## The task
Without the pictures, print each of the records below exactly as it appears.

Stored dataset items:
******

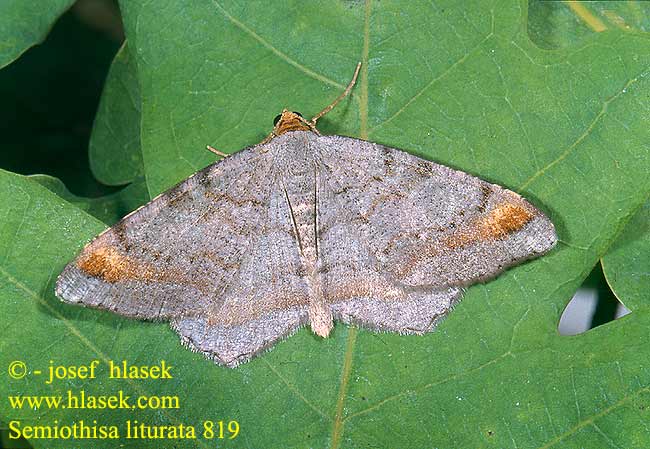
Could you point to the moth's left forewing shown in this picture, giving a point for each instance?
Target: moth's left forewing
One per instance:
(430, 225)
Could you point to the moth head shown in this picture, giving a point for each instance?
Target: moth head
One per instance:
(290, 121)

******

## Task answer
Could you point to the moth's left forewing shown in this picture, giving a point for each instance?
Target: moth's left forewing
One per instance:
(430, 225)
Could you point to the moth head shown in this picture, giving a point for each instance?
Target: moth head
One per instance:
(290, 121)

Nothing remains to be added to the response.